* What the task asks *
Search the data for the string "blouse" and copy each line in which it appears.
++++ Dataset entries
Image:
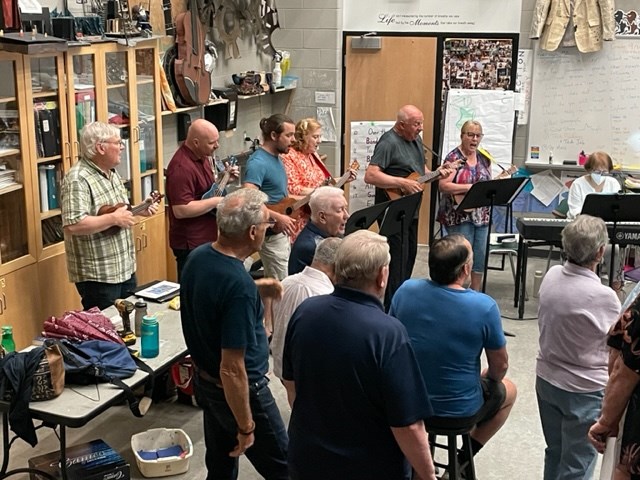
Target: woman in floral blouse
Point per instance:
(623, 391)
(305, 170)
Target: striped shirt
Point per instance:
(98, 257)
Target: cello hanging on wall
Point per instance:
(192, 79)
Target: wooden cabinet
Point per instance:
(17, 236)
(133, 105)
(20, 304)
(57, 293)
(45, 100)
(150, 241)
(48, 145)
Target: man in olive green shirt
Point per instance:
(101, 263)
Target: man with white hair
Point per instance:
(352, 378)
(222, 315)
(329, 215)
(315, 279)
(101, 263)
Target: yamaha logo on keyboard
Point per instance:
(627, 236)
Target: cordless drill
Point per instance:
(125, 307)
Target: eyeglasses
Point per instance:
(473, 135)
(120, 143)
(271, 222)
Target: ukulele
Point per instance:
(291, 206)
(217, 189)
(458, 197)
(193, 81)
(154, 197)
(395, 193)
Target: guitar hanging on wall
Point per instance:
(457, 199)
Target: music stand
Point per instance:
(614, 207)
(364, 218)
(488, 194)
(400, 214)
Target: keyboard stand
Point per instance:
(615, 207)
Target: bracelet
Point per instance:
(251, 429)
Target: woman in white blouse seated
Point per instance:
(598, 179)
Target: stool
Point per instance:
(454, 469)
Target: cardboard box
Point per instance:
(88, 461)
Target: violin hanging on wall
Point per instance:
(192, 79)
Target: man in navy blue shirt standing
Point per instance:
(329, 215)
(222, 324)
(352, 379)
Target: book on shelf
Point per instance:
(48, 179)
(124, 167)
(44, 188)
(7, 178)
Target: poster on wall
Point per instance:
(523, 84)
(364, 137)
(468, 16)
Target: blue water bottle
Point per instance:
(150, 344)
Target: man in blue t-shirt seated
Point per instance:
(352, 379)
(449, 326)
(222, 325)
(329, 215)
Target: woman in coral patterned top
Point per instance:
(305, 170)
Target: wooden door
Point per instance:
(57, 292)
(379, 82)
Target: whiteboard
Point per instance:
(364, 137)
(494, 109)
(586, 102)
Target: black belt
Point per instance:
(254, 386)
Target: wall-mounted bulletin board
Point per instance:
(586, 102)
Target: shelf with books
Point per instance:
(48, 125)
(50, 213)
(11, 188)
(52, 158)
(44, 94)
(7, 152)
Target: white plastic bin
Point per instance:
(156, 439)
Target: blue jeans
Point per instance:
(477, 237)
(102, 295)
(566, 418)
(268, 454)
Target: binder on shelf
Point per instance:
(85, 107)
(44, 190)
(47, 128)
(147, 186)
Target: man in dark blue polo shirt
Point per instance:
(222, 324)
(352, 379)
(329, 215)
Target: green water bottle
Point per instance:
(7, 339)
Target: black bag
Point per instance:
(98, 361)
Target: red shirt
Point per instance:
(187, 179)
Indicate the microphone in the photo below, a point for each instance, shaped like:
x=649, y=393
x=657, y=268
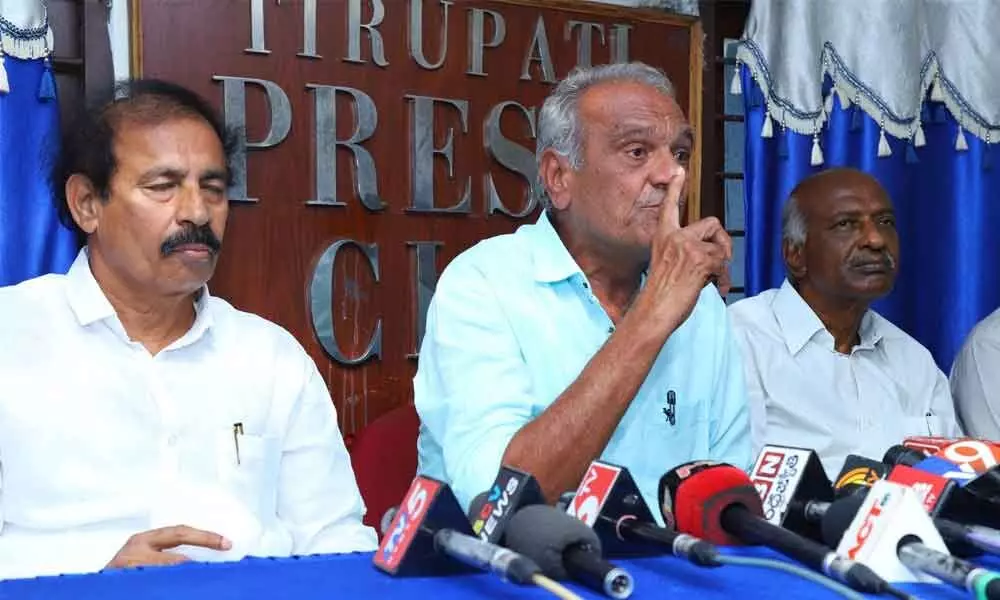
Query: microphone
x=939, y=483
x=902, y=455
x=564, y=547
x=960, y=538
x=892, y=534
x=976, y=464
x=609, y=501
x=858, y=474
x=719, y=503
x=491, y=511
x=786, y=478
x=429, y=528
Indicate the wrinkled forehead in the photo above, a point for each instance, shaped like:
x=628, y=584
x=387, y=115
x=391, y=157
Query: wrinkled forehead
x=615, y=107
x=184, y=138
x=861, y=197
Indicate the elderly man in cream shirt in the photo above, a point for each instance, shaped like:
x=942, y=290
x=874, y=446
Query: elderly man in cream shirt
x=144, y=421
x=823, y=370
++++++++
++++ Dataset entries
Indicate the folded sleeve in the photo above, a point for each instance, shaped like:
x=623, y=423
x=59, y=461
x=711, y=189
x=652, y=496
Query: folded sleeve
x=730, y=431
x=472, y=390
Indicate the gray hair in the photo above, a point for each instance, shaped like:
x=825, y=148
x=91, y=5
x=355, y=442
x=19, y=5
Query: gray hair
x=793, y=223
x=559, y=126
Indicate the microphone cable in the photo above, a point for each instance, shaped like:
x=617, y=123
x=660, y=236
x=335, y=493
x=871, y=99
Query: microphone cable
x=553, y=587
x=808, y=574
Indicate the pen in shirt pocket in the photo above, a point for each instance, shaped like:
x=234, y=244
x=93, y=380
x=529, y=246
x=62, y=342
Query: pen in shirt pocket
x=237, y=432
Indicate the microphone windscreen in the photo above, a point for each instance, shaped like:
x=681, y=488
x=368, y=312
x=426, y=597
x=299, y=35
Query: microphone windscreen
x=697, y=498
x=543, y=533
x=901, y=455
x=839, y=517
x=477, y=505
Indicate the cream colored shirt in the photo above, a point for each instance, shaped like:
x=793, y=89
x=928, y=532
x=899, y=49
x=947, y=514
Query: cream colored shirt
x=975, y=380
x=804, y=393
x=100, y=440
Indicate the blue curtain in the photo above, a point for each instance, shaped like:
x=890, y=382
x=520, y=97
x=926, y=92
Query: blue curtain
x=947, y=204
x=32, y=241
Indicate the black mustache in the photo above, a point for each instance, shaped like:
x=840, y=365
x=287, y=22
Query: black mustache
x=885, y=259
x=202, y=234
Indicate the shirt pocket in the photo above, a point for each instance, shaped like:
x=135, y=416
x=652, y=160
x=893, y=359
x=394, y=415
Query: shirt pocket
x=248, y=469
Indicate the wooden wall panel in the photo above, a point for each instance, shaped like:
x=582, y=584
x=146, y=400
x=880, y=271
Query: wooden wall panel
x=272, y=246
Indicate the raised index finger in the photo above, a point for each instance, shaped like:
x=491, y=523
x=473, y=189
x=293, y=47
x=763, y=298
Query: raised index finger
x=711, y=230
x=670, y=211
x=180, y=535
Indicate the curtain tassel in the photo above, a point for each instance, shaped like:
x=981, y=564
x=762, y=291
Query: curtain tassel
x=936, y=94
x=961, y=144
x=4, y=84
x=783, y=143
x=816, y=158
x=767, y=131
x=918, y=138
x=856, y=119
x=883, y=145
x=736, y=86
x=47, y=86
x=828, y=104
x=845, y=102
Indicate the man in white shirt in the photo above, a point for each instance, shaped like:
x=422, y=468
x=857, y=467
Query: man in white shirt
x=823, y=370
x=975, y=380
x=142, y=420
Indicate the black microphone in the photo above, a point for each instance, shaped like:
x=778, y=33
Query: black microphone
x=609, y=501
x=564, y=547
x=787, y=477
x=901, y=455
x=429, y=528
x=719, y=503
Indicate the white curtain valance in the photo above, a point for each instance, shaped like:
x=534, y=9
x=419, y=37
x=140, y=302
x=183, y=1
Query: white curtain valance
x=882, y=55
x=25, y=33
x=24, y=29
++++++++
* Solution for this exercise *
Target: woman in floral blouse
Target: woman in white blouse seated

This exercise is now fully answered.